- TO BE DONE:
Take the material and output all of it exactly.

- RECORDS SUPPLIED:
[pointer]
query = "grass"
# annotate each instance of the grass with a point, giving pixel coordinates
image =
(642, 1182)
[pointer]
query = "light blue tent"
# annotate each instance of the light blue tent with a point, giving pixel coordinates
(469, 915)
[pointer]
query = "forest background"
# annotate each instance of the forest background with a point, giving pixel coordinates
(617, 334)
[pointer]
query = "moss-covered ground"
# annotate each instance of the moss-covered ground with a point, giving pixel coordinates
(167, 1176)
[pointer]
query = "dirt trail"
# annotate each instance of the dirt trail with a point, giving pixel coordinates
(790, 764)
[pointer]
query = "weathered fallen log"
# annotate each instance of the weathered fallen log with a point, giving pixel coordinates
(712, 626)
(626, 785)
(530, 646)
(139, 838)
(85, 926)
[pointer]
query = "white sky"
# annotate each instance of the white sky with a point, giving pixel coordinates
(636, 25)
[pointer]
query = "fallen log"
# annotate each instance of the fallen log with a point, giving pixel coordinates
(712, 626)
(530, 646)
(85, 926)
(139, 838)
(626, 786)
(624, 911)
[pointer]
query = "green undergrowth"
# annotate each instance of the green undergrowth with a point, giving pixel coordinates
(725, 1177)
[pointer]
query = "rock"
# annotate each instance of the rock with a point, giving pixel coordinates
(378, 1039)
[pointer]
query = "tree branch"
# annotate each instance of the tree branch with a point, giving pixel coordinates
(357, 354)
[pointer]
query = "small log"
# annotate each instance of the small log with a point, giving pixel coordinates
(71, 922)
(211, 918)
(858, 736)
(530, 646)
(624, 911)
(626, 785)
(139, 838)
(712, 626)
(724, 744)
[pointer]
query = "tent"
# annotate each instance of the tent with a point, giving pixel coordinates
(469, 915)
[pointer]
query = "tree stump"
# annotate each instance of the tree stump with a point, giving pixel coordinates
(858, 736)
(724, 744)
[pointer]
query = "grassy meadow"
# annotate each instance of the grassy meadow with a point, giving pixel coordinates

- THE RESPONSE:
[pointer]
query = "grass"
# annotate each instance of the grass with a point, giving pixel coordinates
image =
(642, 1182)
[pointer]
query = "light blue tent"
# annotate each instance of the light blue tent with a point, giving pixel coordinates
(469, 915)
[pointer]
query = "forest background"
# annotate each instance of the forest background with a point, giving pixel coordinates
(617, 334)
[pointer]
query = "moss-covered ground"
# annotate each instance of the moss-covered ground with a point, giving pixel coordinates
(167, 1176)
[pointer]
query = "dirt trail"
# annotate each instance of the dirt trail with a point, giving pixel coordinates
(790, 764)
[pointer]
query = "weathered fallen log"
# annotate each instance of the weathered fallen log with a point, giving pixel coordinates
(712, 626)
(626, 785)
(530, 646)
(139, 838)
(85, 926)
[pointer]
query = "white sky"
# annotate each instance of the white sky with a point, giving pixel coordinates
(636, 25)
[pointer]
query = "fallen log"
# annotate each instance of the fallen log with a point, giving pixel coordinates
(712, 626)
(530, 646)
(85, 926)
(139, 838)
(626, 786)
(624, 911)
[pointer]
query = "green undergrowth"
# annotate each instance of the green undergrowth with a point, giving pixel coordinates
(725, 1177)
[pointer]
query = "rock"
# annotate each instance of the rock with a point, giving pixel coordinates
(378, 1039)
[pointer]
query = "tree branch"
# annotate each instance of the tree branch with a point, giving pixel coordinates
(357, 354)
[pointer]
query = "small log"
# annotate each instance of the small log with a point, giving pixel coordinates
(71, 922)
(211, 918)
(858, 736)
(530, 646)
(624, 911)
(626, 785)
(139, 838)
(712, 626)
(724, 744)
[pointer]
query = "tent"
# annotate each instance of the tent with a point, giving pixel coordinates
(469, 915)
[pointer]
query = "tree stump"
# annotate each instance of the tree stump with a point, giving pixel coordinates
(858, 736)
(724, 744)
[pointer]
query = "grassy meadow"
# annotate each instance of the grassy meadow with a point, giving pixel coordinates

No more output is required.